Count how many lines in the records contain the string "blurred", treating uppercase and lowercase as different. Reply with the number alone.

Position annotation records:

* start *

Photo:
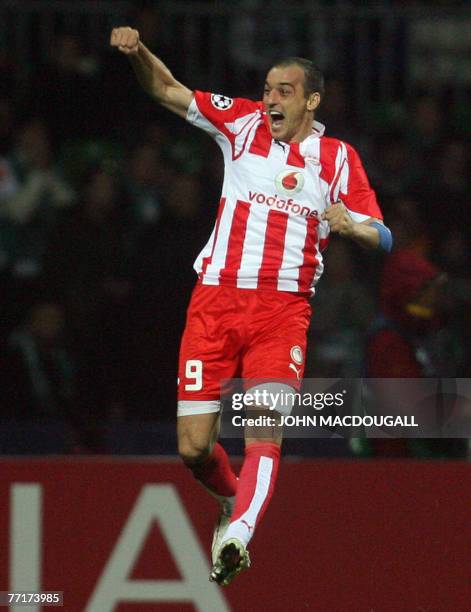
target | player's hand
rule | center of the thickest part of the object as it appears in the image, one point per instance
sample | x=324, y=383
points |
x=339, y=219
x=126, y=39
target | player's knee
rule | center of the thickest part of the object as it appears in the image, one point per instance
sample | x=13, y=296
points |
x=193, y=451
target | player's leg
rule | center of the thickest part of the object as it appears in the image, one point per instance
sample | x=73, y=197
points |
x=286, y=346
x=204, y=456
x=207, y=356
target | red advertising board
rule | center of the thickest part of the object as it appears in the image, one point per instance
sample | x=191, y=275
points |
x=133, y=535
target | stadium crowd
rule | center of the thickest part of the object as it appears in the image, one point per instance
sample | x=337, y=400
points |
x=105, y=200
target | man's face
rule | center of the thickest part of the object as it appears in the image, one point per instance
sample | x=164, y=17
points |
x=289, y=112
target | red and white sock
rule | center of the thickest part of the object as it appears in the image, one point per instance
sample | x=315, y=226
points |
x=255, y=488
x=216, y=474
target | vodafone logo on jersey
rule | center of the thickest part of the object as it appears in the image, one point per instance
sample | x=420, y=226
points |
x=289, y=182
x=288, y=205
x=221, y=102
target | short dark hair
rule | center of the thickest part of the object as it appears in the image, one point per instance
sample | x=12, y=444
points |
x=313, y=77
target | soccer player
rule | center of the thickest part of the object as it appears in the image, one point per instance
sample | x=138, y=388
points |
x=286, y=187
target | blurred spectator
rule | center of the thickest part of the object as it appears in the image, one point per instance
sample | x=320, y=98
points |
x=257, y=21
x=31, y=194
x=144, y=184
x=38, y=371
x=426, y=125
x=342, y=309
x=408, y=223
x=163, y=279
x=86, y=264
x=395, y=168
x=67, y=90
x=401, y=344
x=7, y=124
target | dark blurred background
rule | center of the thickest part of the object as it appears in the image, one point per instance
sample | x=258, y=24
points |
x=105, y=200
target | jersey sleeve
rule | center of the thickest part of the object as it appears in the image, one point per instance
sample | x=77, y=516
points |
x=220, y=115
x=355, y=191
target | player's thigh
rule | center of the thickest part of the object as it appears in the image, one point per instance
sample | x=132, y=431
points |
x=277, y=349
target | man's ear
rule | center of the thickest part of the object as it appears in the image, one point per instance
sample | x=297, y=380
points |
x=313, y=101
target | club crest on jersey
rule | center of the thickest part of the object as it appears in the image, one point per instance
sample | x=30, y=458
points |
x=289, y=182
x=296, y=354
x=221, y=102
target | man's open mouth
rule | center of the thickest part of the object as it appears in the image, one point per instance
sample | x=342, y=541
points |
x=276, y=118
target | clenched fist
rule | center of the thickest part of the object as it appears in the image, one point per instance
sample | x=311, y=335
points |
x=126, y=39
x=339, y=219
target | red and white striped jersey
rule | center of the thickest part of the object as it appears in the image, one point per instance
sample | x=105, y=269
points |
x=269, y=233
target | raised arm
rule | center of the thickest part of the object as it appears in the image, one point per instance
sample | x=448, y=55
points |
x=153, y=75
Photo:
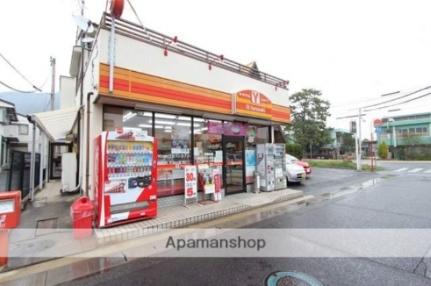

* end *

▶ RESPONSE BELOW
2